So this multi-valued function $f(z) = \sqrt{r}e^{i \frac{\theta}{2}}$ is multi-valued because it can output multiple results with a single input.
First of all, I think this is because it's totally dependent on the fact that a complex number CANNOT be written uniquely using the polar form. Like the fact that any complex number the angle will always have the $\theta +2\pi k$. Like its the angle that results in the multi-valued function I believe.
This is something I would like clarification on, thanks.
Precisely, for example $z=i$ in polar form it will be written as $z=e^{i(\frac{\pi}{2} +2\pi k)}$ and $f(z)=f(e^{i(\frac{\pi}{2} +2\pi k)})=e^{i(\frac{\pi}{4} +\pi k)}=e^{i(\frac{\pi}{4})}e^{i\pi k} = \pm e^{i\frac{\pi}{4}}$.
And in the last step it is a plus or minus because $e^{i\pi k}$ is $1$ if $k$ is even and $-1$ if $k$ is odd.
But for like a cube root function would have three outputs instead of two like for the square root complex function right?
I want to confirm if my reasoning with the particular example is correct as to why $f(z)$ is a multi-valued function.

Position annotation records

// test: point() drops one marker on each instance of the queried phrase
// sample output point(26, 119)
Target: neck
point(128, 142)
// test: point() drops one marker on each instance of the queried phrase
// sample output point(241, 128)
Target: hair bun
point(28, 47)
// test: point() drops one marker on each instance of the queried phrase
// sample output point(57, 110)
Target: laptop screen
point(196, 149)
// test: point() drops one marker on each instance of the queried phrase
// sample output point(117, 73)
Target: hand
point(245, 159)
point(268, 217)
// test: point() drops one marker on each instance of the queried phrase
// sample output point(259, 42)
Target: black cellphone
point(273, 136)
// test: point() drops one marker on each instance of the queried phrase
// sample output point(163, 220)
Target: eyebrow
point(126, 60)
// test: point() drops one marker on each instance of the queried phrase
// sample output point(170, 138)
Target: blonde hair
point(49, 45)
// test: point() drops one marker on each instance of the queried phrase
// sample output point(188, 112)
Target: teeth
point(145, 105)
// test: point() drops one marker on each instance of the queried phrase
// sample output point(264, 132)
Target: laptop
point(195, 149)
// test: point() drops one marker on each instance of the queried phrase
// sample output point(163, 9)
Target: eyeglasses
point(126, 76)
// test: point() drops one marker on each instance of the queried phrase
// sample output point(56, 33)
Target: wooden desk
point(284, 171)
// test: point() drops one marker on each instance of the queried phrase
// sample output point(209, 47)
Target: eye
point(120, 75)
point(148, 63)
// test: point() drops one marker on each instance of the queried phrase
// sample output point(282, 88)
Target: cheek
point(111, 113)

* * *

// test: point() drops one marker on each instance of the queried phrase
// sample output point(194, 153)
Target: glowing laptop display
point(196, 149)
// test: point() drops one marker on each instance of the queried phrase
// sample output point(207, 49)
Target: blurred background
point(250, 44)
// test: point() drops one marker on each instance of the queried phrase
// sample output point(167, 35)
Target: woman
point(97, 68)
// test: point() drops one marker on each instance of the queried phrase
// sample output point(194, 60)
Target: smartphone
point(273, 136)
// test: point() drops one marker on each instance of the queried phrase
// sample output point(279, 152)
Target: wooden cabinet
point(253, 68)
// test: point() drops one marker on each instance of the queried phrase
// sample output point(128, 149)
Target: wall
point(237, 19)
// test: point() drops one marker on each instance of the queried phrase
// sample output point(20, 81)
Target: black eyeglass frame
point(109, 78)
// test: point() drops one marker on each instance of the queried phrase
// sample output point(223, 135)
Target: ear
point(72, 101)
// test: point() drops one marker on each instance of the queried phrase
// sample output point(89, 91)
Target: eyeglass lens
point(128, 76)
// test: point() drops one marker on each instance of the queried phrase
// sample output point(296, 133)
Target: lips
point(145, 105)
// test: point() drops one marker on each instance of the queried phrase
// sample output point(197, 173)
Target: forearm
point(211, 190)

## WORK REQUIRED
In the post above about the multi-valued complex square root, copy out word for word the part starting with "So this multi-valued" and going on through "if $k$ is odd.".

## CORRECT OUTPUT
So this multi-valued function $f(z) = \sqrt{r}e^{i \frac{\theta}{2}}$ is multi-valued because it can output multiple results with a single input.
First of all, I think this is because it's totally dependent on the fact that a complex number CANNOT be written uniquely using the polar form. Like the fact that any complex number the angle will always have the $\theta +2\pi k$. Like its the angle that results in the multi-valued function I believe.
This is something I would like clarification on, thanks.
Precisely, for example $z=i$ in polar form it will be written as $z=e^{i(\frac{\pi}{2} +2\pi k)}$ and $f(z)=f(e^{i(\frac{\pi}{2} +2\pi k)})=e^{i(\frac{\pi}{4} +\pi k)}=e^{i(\frac{\pi}{4})}e^{i\pi k} = \pm e^{i\frac{\pi}{4}}$.
And in the last step it is a plus or minus because $e^{i\pi k}$ is $1$ if $k$ is even and $-1$ if $k$ is odd.